## Start DATA TO USE

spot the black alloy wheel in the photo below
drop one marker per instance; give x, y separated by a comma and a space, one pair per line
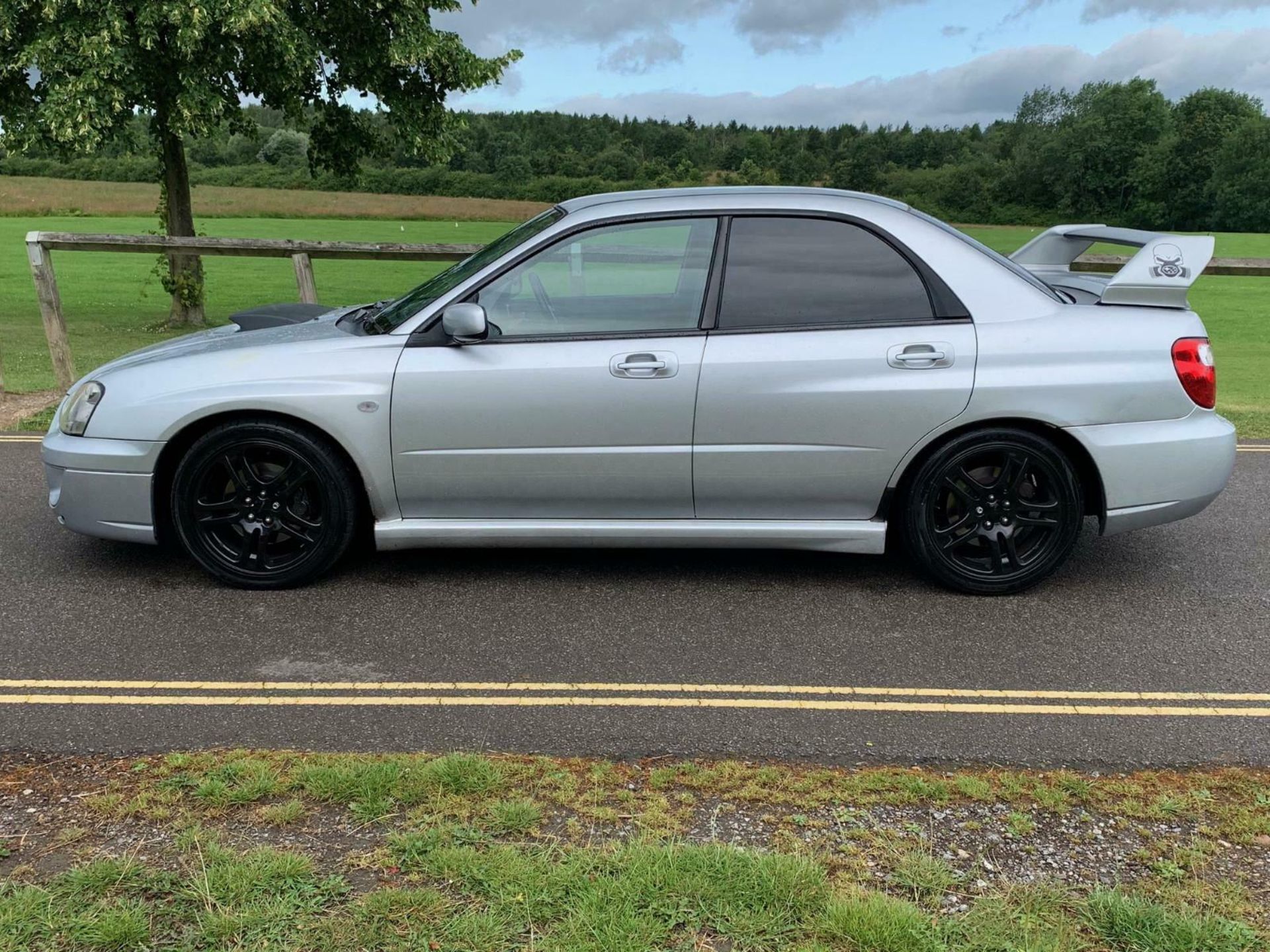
994, 512
263, 504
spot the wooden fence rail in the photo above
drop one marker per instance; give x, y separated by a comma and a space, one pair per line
42, 244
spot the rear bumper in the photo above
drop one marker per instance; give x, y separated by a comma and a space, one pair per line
102, 487
1160, 471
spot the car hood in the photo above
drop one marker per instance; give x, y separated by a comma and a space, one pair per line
230, 338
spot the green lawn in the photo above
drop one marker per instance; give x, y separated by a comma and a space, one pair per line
113, 303
465, 853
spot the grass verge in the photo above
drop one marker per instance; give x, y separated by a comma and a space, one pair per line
252, 850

## End DATA TO USE

- WHAT TO DO -
Format every row above as a two-column CSV with the headers text and answer, one line per row, with each row's text and its answer each in a single quoted field and line breaks turned into spaces. Leave the pictures out.

- TASK RESULT -
text,answer
"spot the black alloy wheel in the photo below drop one marker per instance; give x, y separated by a comma and a space, one pair per line","994, 512 263, 504"
"spot the wooden fence rail in the photo above drop one marker per instance; give x, y separated by a comma and a space, one pair per line","42, 244"
"spot the rear bumper in the photo above drop one marker per instance; give x, y separated by a comma and a space, one pair per line","102, 487 1160, 471"
"spot the car hood in the photo above drop one marker per instance; give x, y separated by a comma and a space, one pair per line","230, 338"
"spot the green lawn in the photo above drop one marker per instance; give x, y separated by a comma and a space, one pair per line","113, 303 465, 853"
"spot the grass verge in the photo above drop one marker per instance; give x, y separated by a comma and a space, one pair per line","252, 850"